Dimension scoring detail. Usage Depth is scored from 4 tradeoff pairs (T1-T4) plus one scenario at 0.3 weight, giving a normalisation range of -2.3 to +2.3. Tool Breadth (T5-T7) and Integration Level (T8-T10) each receive two scenario contributions at 0.3 weight, giving a normalisation range of -2.6 to +2.6. Future Orientation is derived from the mean of two scenario responses (S1c, S2c) normalised with the standard -2 to +2 range.

Study 3: What's Holding Back My Use of AI? (Structural Friction)

Three friction dimensions are scored from 10 tradeoff pairs plus six scenario questions. Study 3 uses a different scoring logic from the other two studies.

Each tradeoff pair in Study 3 pits two friction types against each other: Activation versus Knowledge, Knowledge versus Decision, or Activation versus Decision. Your response determines how much each friction type receives from that pair. Leaning strongly toward one option does not mean the other is absent: it means one is more prominent than the other in your experience.
•••
- To be done
1. Switch "prominent" to "noticeable" and write out the AI-use scoring text again, everything from "Each tradeoff pair" down to "in your experience.".
2. Proceed with the AI-use scoring text, picking up after its final sentence.
•••
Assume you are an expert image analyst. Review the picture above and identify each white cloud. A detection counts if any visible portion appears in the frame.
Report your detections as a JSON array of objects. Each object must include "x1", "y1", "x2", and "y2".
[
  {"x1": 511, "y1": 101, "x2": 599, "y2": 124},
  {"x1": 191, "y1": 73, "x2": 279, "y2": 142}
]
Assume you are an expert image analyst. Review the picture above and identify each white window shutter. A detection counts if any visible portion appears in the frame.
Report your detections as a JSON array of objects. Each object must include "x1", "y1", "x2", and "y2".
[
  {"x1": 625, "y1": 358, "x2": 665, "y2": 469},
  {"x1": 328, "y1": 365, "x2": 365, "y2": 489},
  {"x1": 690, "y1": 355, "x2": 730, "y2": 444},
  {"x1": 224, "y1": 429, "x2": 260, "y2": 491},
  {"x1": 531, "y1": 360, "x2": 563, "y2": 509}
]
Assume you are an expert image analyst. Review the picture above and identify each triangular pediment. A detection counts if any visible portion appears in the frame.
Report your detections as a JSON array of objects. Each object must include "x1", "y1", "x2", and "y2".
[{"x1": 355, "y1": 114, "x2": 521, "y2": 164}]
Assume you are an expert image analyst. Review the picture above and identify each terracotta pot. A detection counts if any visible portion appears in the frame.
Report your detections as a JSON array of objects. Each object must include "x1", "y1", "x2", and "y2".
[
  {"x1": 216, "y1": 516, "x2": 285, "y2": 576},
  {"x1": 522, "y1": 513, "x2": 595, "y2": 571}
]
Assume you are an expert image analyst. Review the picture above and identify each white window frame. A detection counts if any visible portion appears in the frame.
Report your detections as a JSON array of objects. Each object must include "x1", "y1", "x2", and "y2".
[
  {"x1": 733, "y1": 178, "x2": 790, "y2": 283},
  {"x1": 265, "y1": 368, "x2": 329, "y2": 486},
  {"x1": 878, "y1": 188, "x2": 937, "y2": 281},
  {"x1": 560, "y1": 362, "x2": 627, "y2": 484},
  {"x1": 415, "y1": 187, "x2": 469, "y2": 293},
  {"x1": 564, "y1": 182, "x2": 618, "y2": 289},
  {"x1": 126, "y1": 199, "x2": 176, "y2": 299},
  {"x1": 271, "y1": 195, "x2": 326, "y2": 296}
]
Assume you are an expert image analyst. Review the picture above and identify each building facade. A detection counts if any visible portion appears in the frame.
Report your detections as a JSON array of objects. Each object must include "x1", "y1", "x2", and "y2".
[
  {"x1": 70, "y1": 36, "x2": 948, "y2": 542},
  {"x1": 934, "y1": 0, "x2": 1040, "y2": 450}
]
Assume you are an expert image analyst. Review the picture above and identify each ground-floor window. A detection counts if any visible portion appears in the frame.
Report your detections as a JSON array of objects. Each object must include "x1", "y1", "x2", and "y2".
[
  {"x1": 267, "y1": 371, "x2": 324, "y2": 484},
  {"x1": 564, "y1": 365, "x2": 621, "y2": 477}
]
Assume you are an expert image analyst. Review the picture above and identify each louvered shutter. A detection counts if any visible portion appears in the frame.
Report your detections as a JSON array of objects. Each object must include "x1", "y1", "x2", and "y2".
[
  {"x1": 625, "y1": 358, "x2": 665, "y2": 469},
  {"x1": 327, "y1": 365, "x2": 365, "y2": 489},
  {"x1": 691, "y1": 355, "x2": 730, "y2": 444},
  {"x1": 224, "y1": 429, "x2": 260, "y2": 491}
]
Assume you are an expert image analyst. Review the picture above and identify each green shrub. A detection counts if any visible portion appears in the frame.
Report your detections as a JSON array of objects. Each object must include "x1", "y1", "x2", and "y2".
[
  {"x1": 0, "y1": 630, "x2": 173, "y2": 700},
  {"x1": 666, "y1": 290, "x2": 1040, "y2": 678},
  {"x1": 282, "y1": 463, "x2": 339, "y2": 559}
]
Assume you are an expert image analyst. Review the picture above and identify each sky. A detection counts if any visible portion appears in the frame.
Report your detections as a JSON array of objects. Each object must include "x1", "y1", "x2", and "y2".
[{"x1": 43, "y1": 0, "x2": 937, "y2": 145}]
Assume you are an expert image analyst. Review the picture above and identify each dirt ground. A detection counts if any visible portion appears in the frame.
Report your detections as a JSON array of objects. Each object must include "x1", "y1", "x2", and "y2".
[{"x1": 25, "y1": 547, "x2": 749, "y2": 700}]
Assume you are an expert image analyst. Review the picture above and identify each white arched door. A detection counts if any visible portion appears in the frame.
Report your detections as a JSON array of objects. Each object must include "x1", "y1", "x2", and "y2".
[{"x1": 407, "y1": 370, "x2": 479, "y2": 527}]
•••
- Responses in order
1.
Each tradeoff pair in Study 3 pits two friction types against each other: Activation versus Knowledge, Knowledge versus Decision, or Activation versus Decision. Your response determines how much each friction type receives from that pair. Leaning strongly toward one option does not mean the other is absent: it means one is more noticeable than the other in your experience.

2.
Dimension	What it measures
Activation Friction	Barriers to getting started: waiting for approvals, chasing people, coordination overhead before work can begin
Knowledge Friction	Gaps in accessible knowledge: scattered information, expertise trapped in specific people, documentation that does not exist
Decision Friction	Constraints on decisions: reasoning that was never recorded, decisions that get revisited because stakeholders were excluded, conflicting directions

Composite: Maximum friction score. The composite for Study 3 is the highest of the three friction dimension scores, not the average:

Friction Index = max(Activation, Knowledge, Decision)

This design reflects a key insight: the dominant friction type defines the overall friction experience. If Activation Friction is 85 and the other two are 30, the composite is 85. Averaging would obscure the severity of the dominant barrier.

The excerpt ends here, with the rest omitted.